··· Stored data
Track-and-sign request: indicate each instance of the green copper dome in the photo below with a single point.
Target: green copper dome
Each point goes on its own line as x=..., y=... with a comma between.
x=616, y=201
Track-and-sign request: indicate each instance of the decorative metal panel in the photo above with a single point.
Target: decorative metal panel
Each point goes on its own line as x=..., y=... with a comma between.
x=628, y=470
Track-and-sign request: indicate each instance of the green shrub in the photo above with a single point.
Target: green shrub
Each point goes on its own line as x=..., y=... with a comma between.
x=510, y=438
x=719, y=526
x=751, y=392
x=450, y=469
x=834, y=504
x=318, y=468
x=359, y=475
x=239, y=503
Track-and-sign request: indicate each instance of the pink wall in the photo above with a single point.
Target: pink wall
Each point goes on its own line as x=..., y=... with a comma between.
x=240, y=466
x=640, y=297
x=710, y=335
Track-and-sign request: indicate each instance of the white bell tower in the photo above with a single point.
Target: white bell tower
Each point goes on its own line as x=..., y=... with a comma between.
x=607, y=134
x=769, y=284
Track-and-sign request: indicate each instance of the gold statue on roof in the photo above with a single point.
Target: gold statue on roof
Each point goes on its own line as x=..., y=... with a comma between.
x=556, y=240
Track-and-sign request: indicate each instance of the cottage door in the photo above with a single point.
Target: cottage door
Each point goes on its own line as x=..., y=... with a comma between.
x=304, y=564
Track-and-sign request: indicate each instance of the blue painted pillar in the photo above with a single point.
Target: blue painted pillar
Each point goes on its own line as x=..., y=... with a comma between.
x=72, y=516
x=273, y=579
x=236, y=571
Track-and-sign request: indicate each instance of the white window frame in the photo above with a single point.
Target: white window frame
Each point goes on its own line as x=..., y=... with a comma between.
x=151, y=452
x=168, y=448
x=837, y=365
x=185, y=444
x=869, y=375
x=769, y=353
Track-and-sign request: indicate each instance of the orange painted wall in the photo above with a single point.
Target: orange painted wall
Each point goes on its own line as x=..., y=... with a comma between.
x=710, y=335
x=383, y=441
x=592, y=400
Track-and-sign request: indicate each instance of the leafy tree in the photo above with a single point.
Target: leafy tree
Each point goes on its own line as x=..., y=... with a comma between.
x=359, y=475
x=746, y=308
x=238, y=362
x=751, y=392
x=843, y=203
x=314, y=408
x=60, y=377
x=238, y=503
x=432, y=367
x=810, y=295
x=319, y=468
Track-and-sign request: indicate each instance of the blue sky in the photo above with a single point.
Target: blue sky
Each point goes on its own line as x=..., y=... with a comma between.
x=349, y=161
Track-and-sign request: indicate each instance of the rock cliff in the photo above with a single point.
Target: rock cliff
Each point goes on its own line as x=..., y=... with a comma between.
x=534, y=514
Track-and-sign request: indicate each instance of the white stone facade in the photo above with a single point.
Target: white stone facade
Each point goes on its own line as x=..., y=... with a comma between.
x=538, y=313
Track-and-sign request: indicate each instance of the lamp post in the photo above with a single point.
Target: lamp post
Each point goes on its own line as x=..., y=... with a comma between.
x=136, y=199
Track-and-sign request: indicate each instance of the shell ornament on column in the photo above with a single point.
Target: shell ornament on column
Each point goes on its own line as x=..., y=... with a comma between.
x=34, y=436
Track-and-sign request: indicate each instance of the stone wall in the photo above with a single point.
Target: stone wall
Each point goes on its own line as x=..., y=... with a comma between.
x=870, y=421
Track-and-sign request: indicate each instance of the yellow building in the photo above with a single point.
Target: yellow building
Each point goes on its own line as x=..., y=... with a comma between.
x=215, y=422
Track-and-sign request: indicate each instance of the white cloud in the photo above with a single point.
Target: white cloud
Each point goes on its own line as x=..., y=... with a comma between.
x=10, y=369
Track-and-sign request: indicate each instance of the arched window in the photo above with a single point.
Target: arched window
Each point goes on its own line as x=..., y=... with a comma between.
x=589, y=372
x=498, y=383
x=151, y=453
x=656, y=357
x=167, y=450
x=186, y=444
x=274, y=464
······
What to work on
Reproduce all of the records above line for line, with nothing changed, added or left out.

Final result
Track-and-sign request: indicate each instance of the green copper dome in the photo below with a single point.
Target: green copper dome
Each point goes on its own line as x=..., y=... with a comma between.
x=616, y=201
Track-and-sign request: indicate each instance of the decorative metal panel in the photo above with a single point.
Target: decorative metal panel
Each point goes on its own line as x=..., y=... with a comma between.
x=628, y=470
Track-and-sign request: indicate each instance of the green shrub in the photo above with a single point.
Target: green shrub
Each point goes on its own line as x=..., y=... with a comma between.
x=510, y=438
x=719, y=526
x=751, y=392
x=450, y=469
x=834, y=504
x=318, y=468
x=359, y=475
x=239, y=503
Track-and-sign request: indicate each instance of the pink wall in the photo above with a single point.
Target: pink wall
Each point goes on its own line as x=..., y=... with a comma between.
x=240, y=466
x=640, y=297
x=710, y=335
Track-and-sign request: indicate each instance of the white bell tower in the photo above with a single point.
Target: white bell tower
Each point goes on its own line as x=..., y=... with a comma between.
x=607, y=134
x=769, y=284
Track-and-sign request: indicate each instance of the gold statue on roof in the photo above with a single point.
Target: gold statue on roof
Each point goes on its own line as x=..., y=... with a comma between.
x=556, y=240
Track-and-sign request: indicate each instance of the cottage door in the photo above with a single point.
Target: cottage door
Each point goes on its own line as x=..., y=... with a comma between.
x=304, y=564
Track-and-sign request: indicate each instance of the blue painted pillar in the photo above with a single point.
Target: blue painted pillar
Each point goes on its own line as x=..., y=... with a comma between.
x=72, y=516
x=273, y=579
x=236, y=571
Track-and-sign request: indicate each instance of the white window frame in the photo above with a single point.
Target: white window frame
Each point goes on its own line as x=..., y=... with a comma between.
x=151, y=452
x=168, y=448
x=837, y=365
x=185, y=444
x=869, y=375
x=769, y=353
Track-and-sign request: indicate each instance of the orange painted wall in the photo above with a single point.
Target: orange painted wall
Each point goes on its own line as x=..., y=... with a comma between.
x=710, y=335
x=383, y=441
x=592, y=400
Track-and-sign request: indicate each instance of the leafy tree in the photo above with a single point.
Target: leafy tree
Each point goes on its own line as x=..., y=... with a comma between.
x=359, y=475
x=746, y=308
x=238, y=362
x=751, y=392
x=843, y=203
x=314, y=408
x=60, y=377
x=238, y=503
x=432, y=367
x=810, y=295
x=319, y=468
Track-and-sign request: indicate each instance of the blue sky in the photo above with a single point.
Target: blue sky
Each point goes on its own line as x=..., y=... with a comma between.
x=349, y=161
Track-and-sign request: indicate each instance of the rock cliff in the photo above with a single point.
Target: rock cliff
Each point goes on its own line as x=..., y=... with a comma between.
x=534, y=514
Track-and-sign request: indicate each instance of the white stone facade in the photo above with a single point.
Target: white stone facade
Each point goes on its own line as x=..., y=... with a comma between.
x=538, y=313
Track-and-sign request: indicate each instance of the lamp post in the photo above with a single point.
Target: lamp post
Each point goes on its own line as x=..., y=... with a comma between.
x=136, y=199
Track-and-sign request: indicate each instance of the shell ornament on column in the photo above with a single point.
Target: shell ornament on column
Each point goes on its own line as x=..., y=... with a comma between.
x=34, y=436
Track-and-sign request: indicate each instance of the stone wall in the photo above with a single point.
Target: stone wall
Each point goes on its own line as x=..., y=... with a comma between.
x=870, y=421
Track-and-sign request: indicate each instance of the yellow building in the photo above with a single point.
Target: yellow building
Each point goes on its own line as x=..., y=... with a comma between.
x=215, y=422
Track-and-sign request: indicate each instance of the white cloud in the photo above with a single point.
Target: white cloud
Each point goes on its own line as x=..., y=... with a comma between.
x=10, y=369
Track-and-sign request: indicate each instance of the arched window in the photo above with a single point.
Target: arched window
Each point goes on its own line as x=..., y=... with a comma between.
x=589, y=372
x=498, y=383
x=151, y=453
x=656, y=357
x=167, y=450
x=186, y=444
x=274, y=464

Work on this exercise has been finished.